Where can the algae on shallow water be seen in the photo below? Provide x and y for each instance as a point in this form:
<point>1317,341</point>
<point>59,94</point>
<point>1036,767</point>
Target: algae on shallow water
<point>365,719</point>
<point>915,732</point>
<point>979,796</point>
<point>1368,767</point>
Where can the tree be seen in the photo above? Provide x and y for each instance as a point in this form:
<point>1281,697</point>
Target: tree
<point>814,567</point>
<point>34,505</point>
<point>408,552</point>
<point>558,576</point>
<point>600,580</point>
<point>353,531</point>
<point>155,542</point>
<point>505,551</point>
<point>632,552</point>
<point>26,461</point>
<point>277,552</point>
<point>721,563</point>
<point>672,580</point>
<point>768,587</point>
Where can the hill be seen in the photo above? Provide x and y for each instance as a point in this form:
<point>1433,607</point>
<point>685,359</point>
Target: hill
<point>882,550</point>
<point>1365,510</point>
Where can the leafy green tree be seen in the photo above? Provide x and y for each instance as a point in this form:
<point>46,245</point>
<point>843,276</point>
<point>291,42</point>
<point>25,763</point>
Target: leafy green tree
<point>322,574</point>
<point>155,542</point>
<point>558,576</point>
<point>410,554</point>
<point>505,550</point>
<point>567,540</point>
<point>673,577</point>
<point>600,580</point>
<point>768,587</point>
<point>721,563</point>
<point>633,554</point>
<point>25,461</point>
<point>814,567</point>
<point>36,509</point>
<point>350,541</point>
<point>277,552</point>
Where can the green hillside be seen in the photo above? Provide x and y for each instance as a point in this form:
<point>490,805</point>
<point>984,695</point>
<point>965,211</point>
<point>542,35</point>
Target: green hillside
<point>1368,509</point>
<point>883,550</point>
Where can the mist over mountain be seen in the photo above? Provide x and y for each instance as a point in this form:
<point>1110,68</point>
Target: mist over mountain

Exercise description. Reproduce all the rows above character for character, adding nothing and leaving nothing out.

Exercise response.
Where can the algae on shallow water be seen in the photo below? Provide x and y for each instance as a point in this form:
<point>1317,341</point>
<point>59,94</point>
<point>1036,767</point>
Target: algae on shallow water
<point>365,719</point>
<point>915,732</point>
<point>979,796</point>
<point>1368,767</point>
Where can the tree be seen in the photo above? Provide x and y for each instance as a point in this form:
<point>1281,697</point>
Target: tree
<point>814,567</point>
<point>34,505</point>
<point>408,552</point>
<point>558,576</point>
<point>600,580</point>
<point>353,531</point>
<point>155,542</point>
<point>505,551</point>
<point>632,552</point>
<point>26,461</point>
<point>277,552</point>
<point>721,563</point>
<point>672,580</point>
<point>768,587</point>
Where can the hill be seen in the photo above? Provide x and y for each instance as a point in this form:
<point>1433,607</point>
<point>685,359</point>
Target: hill
<point>882,550</point>
<point>1365,510</point>
Where can the leafy green tree be seen in the photo above? Provide x and y for each instance as a point in this form:
<point>46,245</point>
<point>843,276</point>
<point>291,42</point>
<point>25,763</point>
Target: leafy green tree
<point>322,574</point>
<point>155,542</point>
<point>558,576</point>
<point>410,554</point>
<point>505,550</point>
<point>567,540</point>
<point>673,577</point>
<point>600,580</point>
<point>768,587</point>
<point>721,563</point>
<point>633,554</point>
<point>25,461</point>
<point>814,567</point>
<point>36,509</point>
<point>350,541</point>
<point>277,552</point>
Where can the green hillside be seen in the photo above? Provide x and y for each instance as a point in this form:
<point>490,805</point>
<point>984,695</point>
<point>965,211</point>
<point>542,35</point>
Target: green hillside
<point>1368,509</point>
<point>883,550</point>
Where can the mist over mountain be seen in the photo above? Provide x and y for each instance as a point in this form:
<point>1110,68</point>
Target: mist over mountain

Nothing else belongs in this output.